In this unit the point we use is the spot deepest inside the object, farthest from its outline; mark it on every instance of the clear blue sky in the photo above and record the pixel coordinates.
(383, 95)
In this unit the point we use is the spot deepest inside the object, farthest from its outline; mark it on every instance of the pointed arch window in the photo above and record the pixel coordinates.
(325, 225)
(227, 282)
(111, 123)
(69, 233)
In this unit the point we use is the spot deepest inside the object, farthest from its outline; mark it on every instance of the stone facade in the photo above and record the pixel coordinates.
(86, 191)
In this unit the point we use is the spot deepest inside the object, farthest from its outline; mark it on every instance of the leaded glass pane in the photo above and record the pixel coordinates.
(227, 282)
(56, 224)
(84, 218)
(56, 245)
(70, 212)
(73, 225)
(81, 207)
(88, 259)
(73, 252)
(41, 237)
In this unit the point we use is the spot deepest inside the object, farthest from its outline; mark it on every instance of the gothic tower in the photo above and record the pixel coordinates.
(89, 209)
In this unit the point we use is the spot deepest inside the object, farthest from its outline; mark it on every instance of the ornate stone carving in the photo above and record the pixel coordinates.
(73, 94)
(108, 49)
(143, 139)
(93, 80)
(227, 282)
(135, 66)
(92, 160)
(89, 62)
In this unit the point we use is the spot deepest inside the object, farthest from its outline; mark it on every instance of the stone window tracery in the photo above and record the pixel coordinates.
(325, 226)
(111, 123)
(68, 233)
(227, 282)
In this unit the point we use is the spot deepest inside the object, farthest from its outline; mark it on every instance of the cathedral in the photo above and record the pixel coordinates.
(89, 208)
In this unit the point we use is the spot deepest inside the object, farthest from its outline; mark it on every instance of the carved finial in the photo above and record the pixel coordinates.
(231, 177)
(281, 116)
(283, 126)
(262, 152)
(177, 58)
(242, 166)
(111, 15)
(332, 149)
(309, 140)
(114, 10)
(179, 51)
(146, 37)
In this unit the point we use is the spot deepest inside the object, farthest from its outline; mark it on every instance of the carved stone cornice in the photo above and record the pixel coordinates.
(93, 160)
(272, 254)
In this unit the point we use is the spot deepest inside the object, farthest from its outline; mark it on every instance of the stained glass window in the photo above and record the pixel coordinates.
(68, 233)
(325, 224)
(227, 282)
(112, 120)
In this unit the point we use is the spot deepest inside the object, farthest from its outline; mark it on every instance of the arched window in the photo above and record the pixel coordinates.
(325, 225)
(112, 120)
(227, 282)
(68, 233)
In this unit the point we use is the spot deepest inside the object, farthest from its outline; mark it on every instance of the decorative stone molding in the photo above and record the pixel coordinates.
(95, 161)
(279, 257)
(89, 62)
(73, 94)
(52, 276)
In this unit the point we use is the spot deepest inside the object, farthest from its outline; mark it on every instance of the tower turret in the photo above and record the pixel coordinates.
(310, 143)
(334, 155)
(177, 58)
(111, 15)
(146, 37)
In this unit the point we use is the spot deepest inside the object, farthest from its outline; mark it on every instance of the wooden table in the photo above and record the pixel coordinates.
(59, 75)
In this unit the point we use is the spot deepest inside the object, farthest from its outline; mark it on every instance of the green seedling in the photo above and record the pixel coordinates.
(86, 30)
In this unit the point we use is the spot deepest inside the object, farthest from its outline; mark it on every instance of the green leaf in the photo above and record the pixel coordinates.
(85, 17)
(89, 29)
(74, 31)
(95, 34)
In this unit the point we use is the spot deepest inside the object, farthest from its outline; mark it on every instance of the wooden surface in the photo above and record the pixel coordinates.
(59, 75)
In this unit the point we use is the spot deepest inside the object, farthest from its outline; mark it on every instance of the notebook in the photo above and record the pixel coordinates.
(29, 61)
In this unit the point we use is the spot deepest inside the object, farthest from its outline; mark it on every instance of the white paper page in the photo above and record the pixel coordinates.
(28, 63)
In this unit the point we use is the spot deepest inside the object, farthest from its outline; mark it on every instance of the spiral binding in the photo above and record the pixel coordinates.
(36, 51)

##############################

■ Job: Put the lines into a Markdown table with the columns Row and Line, numbering each row and leaving out blank lines. Begin at the line that contains "the wooden surface" and go through the end of the lines.

■ Written reply:
| Row | Line |
|---|---|
| 1 | In this unit the point we use is the spot deepest inside the object, farthest from its outline; mark it on every instance of the wooden surface in the photo above and record the pixel coordinates. |
| 2 | (59, 75) |
| 3 | In this unit the point we use is the spot deepest inside the object, farthest from its outline; mark it on every instance of the notebook in the photo above and record the pixel coordinates. |
| 4 | (29, 61) |
| 5 | In this unit the point we use is the spot deepest inside the object, farthest from its outline; mark it on every instance of the white paper page in the photo above and record the pixel coordinates. |
| 6 | (28, 63) |
| 7 | In this unit the point we use is the spot deepest inside the object, farthest from its outline; mark it on every instance of the spiral binding in the photo above and record the pixel coordinates. |
| 8 | (36, 51) |